◆ STATED PROBLEM:
Print each of the rows below verbatim, with nothing altered.
___ EXTRACTED DATA ___
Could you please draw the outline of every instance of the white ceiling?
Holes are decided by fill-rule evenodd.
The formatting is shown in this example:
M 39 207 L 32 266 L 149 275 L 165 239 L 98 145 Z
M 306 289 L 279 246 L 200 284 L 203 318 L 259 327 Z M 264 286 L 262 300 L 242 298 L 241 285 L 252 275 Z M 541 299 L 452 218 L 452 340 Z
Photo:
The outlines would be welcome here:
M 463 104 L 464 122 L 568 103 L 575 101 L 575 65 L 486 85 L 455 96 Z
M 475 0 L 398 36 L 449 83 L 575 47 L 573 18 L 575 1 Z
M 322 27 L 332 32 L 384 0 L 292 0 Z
___
◆ RESULT OF THE EXERCISE:
Could you please draw the outline of every instance of the white ceiling?
Holes are decided by fill-rule evenodd.
The formatting is shown in this example:
M 39 207 L 32 266 L 149 275 L 165 239 L 98 145 Z
M 306 289 L 279 246 L 200 284 L 203 318 L 259 327 Z M 264 286 L 262 300 L 242 298 L 241 285 L 252 275 Z M 541 299 L 452 218 L 452 340 Z
Photo:
The outlines would be welcome here:
M 463 104 L 464 122 L 568 103 L 575 101 L 575 65 L 486 85 L 455 96 Z
M 475 0 L 398 36 L 449 83 L 575 47 L 573 18 L 575 1 Z
M 322 27 L 332 32 L 384 0 L 292 0 Z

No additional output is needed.